SUPPLIED DATA:
>> START

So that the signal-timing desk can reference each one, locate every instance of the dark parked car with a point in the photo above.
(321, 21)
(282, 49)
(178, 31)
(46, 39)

>> END

EXERCISE INSTRUCTIONS:
Revise the material above by changing "parked car" to "stationary vehicle", keeping everything else the same.

PROBLEM SOLUTION:
So that the signal-timing desk can reference each one, locate every instance of the dark stationary vehicle with a point in the photo above.
(321, 21)
(282, 49)
(178, 31)
(46, 39)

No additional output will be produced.